DESCRIPTION OF THE TASK:
Copy out all the entries exactly.

Stored items
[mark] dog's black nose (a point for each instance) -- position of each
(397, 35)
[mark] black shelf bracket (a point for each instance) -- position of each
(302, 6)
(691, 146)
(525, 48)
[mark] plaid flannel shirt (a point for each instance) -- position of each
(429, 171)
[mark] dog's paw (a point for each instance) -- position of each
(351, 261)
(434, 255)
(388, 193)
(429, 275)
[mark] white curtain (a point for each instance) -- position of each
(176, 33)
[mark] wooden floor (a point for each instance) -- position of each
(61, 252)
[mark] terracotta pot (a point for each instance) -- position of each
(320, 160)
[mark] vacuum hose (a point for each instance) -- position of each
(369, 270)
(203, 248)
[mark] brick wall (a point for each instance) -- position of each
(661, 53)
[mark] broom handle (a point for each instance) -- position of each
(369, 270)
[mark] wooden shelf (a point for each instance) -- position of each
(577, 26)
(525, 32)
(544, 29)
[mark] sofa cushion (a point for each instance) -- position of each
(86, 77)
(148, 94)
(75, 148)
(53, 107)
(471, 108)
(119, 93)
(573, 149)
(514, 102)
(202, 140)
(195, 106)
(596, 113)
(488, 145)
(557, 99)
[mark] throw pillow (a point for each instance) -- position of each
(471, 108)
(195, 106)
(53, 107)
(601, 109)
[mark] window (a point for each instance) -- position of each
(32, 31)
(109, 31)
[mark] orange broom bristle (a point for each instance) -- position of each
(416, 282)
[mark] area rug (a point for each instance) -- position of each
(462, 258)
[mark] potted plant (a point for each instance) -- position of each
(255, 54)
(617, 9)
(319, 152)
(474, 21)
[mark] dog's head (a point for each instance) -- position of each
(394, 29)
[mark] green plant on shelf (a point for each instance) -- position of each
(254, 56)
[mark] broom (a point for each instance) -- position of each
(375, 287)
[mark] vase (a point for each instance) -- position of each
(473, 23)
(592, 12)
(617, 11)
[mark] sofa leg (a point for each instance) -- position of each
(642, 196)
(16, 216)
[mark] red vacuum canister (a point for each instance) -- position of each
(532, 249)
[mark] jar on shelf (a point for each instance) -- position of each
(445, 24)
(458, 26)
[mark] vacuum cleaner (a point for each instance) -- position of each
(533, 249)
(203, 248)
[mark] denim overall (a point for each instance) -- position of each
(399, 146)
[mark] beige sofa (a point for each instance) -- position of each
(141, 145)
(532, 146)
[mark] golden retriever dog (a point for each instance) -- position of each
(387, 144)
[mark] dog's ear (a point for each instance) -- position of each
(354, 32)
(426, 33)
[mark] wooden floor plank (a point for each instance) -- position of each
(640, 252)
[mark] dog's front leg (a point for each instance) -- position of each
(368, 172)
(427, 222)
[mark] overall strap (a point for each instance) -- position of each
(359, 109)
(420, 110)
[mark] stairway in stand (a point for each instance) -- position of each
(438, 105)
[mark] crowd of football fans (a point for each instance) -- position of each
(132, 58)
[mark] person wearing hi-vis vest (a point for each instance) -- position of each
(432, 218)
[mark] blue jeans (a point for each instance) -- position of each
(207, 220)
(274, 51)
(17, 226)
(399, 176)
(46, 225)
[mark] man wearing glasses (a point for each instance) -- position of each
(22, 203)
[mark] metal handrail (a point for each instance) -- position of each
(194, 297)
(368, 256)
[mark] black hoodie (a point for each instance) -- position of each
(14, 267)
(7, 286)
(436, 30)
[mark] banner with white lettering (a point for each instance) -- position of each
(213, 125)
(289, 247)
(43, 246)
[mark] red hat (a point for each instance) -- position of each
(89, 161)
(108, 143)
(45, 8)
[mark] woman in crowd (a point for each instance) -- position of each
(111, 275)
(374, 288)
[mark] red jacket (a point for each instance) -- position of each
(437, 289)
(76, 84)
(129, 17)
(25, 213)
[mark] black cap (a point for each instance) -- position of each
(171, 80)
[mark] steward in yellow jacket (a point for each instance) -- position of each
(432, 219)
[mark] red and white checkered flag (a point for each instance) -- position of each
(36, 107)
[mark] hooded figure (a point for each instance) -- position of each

WORKED ANSWER:
[mark] dog's black nose (a point for each instance) -- position of each
(397, 35)
[mark] black shelf bracket (a point for each instance) -- position of each
(302, 6)
(691, 146)
(525, 48)
[mark] plaid flannel shirt (a point for each instance) -- position of each
(429, 171)
[mark] dog's paw (a point for each instance) -- position of each
(351, 261)
(434, 255)
(388, 193)
(429, 275)
[mark] white curtain (a point for each instance) -- position of each
(176, 33)
[mark] wooden floor (a point for each instance) -- position of each
(61, 252)
[mark] terracotta pot (a point for each instance) -- position of each
(320, 160)
[mark] vacuum hose (a point for each instance) -- position of each
(369, 270)
(203, 248)
[mark] brick wall (a point for each instance) -- position of each
(661, 53)
[mark] broom handle (a point for each instance) -- position of each
(369, 270)
[mark] wooden shelf (a point for each instance) -- position of each
(577, 26)
(525, 32)
(544, 29)
[mark] sofa cushion (a point for each instance) -- position of each
(86, 77)
(148, 94)
(75, 148)
(53, 107)
(471, 108)
(119, 93)
(573, 149)
(514, 102)
(202, 140)
(195, 106)
(596, 113)
(488, 145)
(557, 99)
[mark] throw pillow (a point for each instance) -- position of each
(471, 108)
(195, 106)
(53, 107)
(601, 109)
[mark] window (a point for each instance) -- position of each
(32, 31)
(109, 31)
[mark] orange broom bristle (a point for each instance) -- position of each
(416, 282)
[mark] area rug (a point for each instance) -- position of each
(462, 258)
[mark] potted plant (a point for each instance) -- position of each
(255, 54)
(617, 9)
(319, 152)
(474, 21)
[mark] dog's head (a point for each instance) -- position of each
(394, 29)
[mark] green plant on shelf (a point for each instance) -- position of each
(254, 56)
[mark] broom (a point for each instance) -- position of each
(375, 287)
[mark] vase (a point for each instance) -- position of each
(473, 23)
(592, 12)
(617, 11)
[mark] sofa leg (a point for each instance) -- position of each
(642, 196)
(16, 216)
[mark] red vacuum canister (a point for each instance) -- position of each
(532, 249)
[mark] jar on shelf (a point for each instance) -- position of each
(445, 24)
(458, 26)
[mark] vacuum cleaner (a point for each instance) -- position of each
(533, 249)
(203, 248)
[mark] denim overall (a point for each instance) -- position of each
(399, 146)
[mark] beige sofa (a point for each instance) -- position of each
(141, 145)
(532, 146)
[mark] golden retriever dog (a point for each instance) -- position of each
(387, 144)
[mark] dog's ear (a point for each instance) -- position of each
(354, 32)
(426, 33)
[mark] wooden floor plank (a point for each instance) -- position of each
(640, 252)
[mark] dog's front leg (a point for each instance) -- position of each
(368, 172)
(427, 222)
[mark] overall strap (a point for each instance) -- position of each
(359, 109)
(420, 110)
[mark] stairway in stand (a point for each instance) -- position of each
(438, 105)
[mark] crowd of football fans (a point for each instance) -- position of each
(132, 58)
[mark] person wearing hi-vis vest (a point for each instance) -- position of each
(432, 218)
[mark] blue jeans (a point for each instance) -- position of each
(207, 220)
(274, 51)
(17, 226)
(399, 176)
(46, 225)
[mark] man wearing glasses (a point for each instance) -- position of each
(22, 203)
[mark] metal handrail (a point for each instance) -- position of each
(194, 297)
(368, 256)
[mark] black hoodie (a point for each instance) -- position of each
(14, 267)
(7, 286)
(436, 30)
[mark] banner with white lettering (a point for each instance) -- position of each
(213, 125)
(289, 247)
(43, 246)
[mark] red hat (a point for each instance) -- position of each
(89, 161)
(108, 143)
(45, 8)
[mark] woman in crowd (a point for each instance) -- position of each
(111, 275)
(374, 288)
[mark] red jacket (a point for each instance) -- position of each
(437, 289)
(76, 84)
(129, 17)
(25, 213)
[mark] black cap (a point for each instance) -- position of each
(171, 80)
[mark] steward in yellow jacket (a point for each instance) -- position of each
(432, 219)
[mark] red and white checkered flag (a point for each instance) -- position of each
(36, 107)
[mark] hooded figure (a point for each instance) -- position of each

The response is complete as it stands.